• [Your task]:
Return the full listing unchanged, apart from leaving out its images.

• [Given data]:
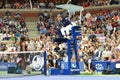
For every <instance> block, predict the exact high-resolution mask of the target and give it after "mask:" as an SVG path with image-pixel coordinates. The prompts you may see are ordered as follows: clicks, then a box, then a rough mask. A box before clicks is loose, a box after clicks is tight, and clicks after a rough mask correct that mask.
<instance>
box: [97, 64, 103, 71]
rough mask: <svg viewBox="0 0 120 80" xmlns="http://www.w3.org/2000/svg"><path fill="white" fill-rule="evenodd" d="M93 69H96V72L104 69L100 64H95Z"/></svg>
mask: <svg viewBox="0 0 120 80" xmlns="http://www.w3.org/2000/svg"><path fill="white" fill-rule="evenodd" d="M95 67H96V69H97V70H103V69H104V68H103V65H102V64H99V63H98V64H96V65H95Z"/></svg>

• [Exercise result]:
For every <instance> block, predict the exact high-resolution mask of the target and give it after "mask:" as an SVG path with image-pixel coordinates. The prompts you may see are ordered as follows: clicks, then a box, then a rough mask. A box before clicks is loose, a box after clicks is tight, and clicks after a rough mask correct that mask.
<instance>
box: [97, 64, 103, 71]
rough mask: <svg viewBox="0 0 120 80" xmlns="http://www.w3.org/2000/svg"><path fill="white" fill-rule="evenodd" d="M93 69H96V72L104 69L100 64H95Z"/></svg>
mask: <svg viewBox="0 0 120 80" xmlns="http://www.w3.org/2000/svg"><path fill="white" fill-rule="evenodd" d="M95 67H96V69H97V70H103V69H104V68H103V65H102V64H99V63H98V64H96V65H95Z"/></svg>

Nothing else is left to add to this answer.